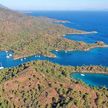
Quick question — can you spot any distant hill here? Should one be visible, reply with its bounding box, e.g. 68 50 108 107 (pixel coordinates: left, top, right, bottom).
0 4 8 9
0 5 88 57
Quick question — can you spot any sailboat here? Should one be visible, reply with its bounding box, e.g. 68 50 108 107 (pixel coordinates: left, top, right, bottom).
0 63 4 70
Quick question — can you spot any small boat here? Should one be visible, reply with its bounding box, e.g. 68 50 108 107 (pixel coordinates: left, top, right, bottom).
81 74 85 76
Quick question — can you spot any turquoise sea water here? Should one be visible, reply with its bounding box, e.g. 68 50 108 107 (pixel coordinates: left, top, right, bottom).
0 11 108 87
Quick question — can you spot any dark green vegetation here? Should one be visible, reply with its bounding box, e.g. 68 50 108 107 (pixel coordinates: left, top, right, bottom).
0 8 108 108
0 61 108 108
0 8 103 58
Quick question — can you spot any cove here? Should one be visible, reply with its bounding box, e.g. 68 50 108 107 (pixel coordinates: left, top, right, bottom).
0 48 108 68
71 73 108 88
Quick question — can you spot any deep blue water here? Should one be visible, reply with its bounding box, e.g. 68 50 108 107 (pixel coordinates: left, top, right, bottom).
71 73 108 88
28 11 108 43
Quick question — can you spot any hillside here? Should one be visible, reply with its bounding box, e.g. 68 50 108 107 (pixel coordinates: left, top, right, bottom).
0 8 105 58
0 7 108 108
0 61 108 108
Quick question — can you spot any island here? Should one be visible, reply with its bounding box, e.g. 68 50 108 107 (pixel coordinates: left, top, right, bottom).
0 8 108 108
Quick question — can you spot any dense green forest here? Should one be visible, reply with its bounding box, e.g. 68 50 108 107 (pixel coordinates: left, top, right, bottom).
0 8 104 58
0 8 108 108
0 61 108 108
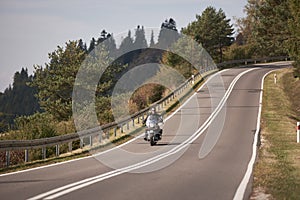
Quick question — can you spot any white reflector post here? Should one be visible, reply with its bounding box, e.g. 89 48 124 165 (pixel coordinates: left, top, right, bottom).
297 122 300 143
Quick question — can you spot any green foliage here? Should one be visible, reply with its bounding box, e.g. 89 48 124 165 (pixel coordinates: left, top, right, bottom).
182 7 233 62
157 18 179 49
0 68 40 132
32 41 85 120
15 113 58 140
288 0 300 77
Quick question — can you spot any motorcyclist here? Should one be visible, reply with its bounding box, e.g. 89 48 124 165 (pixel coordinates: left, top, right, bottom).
144 108 163 140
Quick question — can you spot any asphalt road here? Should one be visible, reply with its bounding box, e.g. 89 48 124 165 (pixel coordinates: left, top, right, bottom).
0 63 286 200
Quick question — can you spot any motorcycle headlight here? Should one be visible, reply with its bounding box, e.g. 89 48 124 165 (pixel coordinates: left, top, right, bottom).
149 123 155 128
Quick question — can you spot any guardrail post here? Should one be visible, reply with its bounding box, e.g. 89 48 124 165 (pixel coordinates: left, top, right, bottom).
42 147 47 160
68 142 73 152
297 122 300 143
5 150 10 167
137 116 140 124
24 149 29 162
98 132 102 143
55 144 59 157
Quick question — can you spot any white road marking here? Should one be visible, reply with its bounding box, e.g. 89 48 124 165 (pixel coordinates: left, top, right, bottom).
0 69 228 177
233 69 277 200
28 68 257 200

#####

- _INSTRUÇÕES DA TAREFA_: Transcreva, sem qualquer alteração, as linhas situadas entre a que contém "Quick question — can you spot any guardrail" e a que contém "55 144 59 157", ambas incluídas. Não reproduza nenhuma outra linha.

- _RESPOSTA À TAREFA_:
Quick question — can you spot any guardrail post here? Should one be visible, reply with its bounding box, e.g. 89 48 124 165 (pixel coordinates: left, top, right, bottom).
42 147 47 160
68 142 73 152
297 122 300 143
5 150 10 167
137 116 140 124
24 149 29 162
98 132 102 143
55 144 59 157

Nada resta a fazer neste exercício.